## Record list:
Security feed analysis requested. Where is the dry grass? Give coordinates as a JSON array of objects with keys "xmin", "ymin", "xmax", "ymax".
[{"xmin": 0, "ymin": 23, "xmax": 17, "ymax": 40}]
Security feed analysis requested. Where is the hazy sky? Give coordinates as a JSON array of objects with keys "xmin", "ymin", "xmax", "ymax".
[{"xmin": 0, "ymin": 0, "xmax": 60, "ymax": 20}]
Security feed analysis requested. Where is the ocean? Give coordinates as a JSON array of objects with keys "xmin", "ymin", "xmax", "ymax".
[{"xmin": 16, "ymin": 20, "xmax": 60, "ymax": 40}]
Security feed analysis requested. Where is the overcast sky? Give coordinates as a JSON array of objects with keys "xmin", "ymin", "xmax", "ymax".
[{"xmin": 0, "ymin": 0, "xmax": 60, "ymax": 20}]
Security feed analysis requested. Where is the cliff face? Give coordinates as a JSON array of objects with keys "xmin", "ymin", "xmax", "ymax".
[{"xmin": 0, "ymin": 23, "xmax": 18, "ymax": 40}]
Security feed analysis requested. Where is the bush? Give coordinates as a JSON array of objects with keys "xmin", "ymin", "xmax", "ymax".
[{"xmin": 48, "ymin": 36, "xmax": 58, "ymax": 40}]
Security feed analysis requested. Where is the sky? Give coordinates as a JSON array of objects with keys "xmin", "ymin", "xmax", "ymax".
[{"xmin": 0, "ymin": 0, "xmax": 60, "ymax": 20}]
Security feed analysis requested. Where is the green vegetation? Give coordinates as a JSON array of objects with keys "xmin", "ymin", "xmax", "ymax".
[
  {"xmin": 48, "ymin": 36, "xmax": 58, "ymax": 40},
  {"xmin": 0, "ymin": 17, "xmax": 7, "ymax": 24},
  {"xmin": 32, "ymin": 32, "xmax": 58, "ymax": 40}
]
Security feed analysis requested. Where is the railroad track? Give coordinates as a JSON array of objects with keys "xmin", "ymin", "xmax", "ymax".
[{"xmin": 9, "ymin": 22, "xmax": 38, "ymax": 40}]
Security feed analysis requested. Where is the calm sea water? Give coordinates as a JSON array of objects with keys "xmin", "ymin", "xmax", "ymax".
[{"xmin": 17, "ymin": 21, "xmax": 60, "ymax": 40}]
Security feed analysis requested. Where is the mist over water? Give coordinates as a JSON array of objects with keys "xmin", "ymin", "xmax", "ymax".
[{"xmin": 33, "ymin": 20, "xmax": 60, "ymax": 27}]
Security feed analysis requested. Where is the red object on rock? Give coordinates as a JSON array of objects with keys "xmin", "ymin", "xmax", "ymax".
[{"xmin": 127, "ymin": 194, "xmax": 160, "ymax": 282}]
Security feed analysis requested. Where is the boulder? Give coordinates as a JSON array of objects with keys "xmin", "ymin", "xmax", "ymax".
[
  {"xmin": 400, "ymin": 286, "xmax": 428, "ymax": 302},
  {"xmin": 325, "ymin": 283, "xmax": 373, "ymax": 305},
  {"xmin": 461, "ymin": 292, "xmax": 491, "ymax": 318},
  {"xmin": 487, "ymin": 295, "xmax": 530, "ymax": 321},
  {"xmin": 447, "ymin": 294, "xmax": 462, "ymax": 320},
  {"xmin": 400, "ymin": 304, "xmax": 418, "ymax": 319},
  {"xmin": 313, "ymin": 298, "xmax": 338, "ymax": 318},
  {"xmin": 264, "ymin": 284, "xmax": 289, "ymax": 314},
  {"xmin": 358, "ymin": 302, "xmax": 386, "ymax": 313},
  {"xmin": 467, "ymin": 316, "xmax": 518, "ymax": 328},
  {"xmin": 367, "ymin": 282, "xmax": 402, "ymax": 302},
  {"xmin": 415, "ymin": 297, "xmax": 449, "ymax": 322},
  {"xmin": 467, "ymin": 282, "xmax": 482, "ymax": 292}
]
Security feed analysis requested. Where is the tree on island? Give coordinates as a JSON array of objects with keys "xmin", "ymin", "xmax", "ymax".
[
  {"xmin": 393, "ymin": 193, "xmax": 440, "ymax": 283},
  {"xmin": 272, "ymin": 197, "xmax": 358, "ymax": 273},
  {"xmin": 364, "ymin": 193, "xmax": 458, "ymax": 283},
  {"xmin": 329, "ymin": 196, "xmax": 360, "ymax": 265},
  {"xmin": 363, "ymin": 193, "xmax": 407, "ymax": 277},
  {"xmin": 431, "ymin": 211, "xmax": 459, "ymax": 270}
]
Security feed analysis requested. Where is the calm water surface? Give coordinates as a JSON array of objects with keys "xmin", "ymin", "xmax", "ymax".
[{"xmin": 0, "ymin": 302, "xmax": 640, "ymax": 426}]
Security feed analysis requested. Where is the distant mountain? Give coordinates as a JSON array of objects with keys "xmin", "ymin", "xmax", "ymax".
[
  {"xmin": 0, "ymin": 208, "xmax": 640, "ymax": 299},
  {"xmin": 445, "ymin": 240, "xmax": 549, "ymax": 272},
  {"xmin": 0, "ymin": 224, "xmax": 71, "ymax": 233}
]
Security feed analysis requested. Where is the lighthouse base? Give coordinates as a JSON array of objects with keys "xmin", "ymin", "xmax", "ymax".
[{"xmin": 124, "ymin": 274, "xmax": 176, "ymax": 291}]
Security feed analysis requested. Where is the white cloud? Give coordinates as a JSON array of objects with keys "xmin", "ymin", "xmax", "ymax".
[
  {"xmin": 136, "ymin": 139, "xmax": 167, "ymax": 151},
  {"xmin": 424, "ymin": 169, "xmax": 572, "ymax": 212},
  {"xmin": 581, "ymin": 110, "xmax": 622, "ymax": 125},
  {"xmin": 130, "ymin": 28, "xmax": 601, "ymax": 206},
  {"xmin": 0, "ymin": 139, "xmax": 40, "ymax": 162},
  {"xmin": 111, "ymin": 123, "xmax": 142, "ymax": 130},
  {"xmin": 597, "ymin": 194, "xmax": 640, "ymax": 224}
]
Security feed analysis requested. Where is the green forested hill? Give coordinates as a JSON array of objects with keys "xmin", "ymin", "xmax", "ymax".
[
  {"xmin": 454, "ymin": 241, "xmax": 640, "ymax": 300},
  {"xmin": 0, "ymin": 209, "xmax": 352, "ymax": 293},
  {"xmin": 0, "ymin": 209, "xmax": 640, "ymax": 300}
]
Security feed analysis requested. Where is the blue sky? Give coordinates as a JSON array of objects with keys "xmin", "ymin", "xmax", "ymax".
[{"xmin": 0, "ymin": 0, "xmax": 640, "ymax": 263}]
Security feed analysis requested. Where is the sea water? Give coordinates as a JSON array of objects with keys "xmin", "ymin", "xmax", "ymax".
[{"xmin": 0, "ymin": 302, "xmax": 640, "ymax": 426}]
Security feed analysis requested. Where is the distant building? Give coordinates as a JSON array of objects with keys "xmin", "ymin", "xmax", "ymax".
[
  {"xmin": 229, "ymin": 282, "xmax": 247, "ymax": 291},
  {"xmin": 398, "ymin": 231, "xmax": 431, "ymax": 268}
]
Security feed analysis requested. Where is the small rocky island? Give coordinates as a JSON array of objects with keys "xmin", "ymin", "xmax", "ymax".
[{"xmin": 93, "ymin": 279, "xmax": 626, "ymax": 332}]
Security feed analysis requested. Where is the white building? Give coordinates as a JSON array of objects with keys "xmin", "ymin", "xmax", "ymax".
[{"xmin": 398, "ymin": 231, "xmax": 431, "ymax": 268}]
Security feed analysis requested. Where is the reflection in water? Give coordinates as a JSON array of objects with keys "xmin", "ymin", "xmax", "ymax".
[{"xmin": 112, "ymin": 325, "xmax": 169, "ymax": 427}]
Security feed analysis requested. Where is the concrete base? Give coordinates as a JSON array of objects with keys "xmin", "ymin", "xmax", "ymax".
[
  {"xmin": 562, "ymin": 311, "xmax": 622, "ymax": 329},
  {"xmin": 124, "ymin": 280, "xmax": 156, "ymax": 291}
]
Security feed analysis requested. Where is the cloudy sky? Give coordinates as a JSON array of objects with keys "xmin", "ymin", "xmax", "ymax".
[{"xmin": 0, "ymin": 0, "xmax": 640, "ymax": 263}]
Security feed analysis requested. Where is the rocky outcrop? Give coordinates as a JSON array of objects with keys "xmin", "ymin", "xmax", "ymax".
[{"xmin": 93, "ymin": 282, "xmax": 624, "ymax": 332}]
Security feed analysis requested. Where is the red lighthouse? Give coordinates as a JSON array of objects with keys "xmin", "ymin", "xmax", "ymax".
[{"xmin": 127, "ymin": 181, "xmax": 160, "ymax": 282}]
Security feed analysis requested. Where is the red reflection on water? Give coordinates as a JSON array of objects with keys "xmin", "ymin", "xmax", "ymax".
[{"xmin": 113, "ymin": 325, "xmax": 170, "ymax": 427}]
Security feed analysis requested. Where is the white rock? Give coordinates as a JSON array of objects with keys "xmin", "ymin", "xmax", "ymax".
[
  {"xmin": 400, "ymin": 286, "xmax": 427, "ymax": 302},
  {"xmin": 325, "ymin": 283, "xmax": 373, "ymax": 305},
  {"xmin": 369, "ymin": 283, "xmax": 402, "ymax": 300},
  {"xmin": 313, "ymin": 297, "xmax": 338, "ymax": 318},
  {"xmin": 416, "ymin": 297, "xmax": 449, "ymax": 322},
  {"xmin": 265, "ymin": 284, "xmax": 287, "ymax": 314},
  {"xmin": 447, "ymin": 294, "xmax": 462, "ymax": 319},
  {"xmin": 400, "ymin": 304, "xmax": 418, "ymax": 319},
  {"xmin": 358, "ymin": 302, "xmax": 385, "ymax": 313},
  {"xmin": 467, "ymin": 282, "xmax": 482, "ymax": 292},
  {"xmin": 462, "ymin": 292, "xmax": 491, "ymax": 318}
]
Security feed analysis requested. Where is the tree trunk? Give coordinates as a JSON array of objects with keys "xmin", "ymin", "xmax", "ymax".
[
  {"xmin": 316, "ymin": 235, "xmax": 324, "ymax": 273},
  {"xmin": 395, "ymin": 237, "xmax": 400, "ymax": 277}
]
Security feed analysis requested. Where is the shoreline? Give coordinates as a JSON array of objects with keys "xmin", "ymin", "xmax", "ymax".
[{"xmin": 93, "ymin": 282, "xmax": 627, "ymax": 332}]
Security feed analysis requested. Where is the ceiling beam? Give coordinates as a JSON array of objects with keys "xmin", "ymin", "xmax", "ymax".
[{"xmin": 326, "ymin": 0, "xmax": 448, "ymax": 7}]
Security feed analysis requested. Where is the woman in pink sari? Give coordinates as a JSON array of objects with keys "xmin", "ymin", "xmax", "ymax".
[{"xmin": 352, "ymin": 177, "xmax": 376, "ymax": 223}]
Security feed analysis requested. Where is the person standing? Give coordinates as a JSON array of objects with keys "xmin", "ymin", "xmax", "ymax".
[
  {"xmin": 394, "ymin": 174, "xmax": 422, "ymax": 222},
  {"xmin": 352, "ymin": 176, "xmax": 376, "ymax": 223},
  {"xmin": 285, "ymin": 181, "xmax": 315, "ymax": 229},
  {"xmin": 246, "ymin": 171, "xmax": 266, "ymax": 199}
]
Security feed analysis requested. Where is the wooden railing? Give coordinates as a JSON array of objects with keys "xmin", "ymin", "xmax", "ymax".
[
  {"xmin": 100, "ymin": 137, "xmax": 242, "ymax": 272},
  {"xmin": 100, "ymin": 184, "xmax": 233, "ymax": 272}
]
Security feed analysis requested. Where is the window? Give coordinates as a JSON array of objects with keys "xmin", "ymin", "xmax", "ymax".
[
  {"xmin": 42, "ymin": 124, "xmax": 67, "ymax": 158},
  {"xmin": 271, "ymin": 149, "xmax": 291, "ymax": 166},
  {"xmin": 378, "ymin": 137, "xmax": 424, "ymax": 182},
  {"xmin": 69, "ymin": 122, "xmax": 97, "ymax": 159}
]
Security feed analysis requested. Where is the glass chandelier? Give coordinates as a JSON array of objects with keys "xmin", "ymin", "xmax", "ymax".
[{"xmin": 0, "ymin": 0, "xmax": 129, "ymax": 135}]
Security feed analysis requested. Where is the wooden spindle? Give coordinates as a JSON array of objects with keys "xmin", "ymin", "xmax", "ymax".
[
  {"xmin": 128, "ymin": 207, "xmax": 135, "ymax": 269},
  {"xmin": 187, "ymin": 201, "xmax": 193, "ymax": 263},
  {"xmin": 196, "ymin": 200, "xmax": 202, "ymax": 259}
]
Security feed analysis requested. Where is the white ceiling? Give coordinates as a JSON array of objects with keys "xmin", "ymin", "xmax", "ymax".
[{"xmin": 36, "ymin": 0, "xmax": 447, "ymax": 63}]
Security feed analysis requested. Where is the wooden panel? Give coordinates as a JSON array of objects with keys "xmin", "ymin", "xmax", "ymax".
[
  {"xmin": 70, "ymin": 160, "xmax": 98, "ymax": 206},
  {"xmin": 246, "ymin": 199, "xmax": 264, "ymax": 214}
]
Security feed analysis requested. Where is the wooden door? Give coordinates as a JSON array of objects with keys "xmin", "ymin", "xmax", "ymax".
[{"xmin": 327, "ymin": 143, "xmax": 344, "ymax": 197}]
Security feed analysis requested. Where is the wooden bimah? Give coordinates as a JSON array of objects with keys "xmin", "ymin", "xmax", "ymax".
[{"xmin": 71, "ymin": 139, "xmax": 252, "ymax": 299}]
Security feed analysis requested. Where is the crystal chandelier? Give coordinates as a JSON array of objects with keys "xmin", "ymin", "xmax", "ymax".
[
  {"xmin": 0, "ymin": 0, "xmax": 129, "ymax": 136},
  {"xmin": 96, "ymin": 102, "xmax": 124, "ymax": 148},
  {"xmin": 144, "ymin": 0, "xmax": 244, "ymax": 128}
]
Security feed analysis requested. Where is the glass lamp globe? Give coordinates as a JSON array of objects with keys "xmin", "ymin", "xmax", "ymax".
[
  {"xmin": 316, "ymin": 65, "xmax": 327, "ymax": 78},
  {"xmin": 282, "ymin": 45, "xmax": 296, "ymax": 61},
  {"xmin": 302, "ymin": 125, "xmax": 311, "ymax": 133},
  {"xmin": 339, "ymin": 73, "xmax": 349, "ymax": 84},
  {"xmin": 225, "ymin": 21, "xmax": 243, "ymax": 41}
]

## Instructions for the task:
How many lines of the rows above contain the word "rocky"? Reply with the number alone.

## Written answer:
2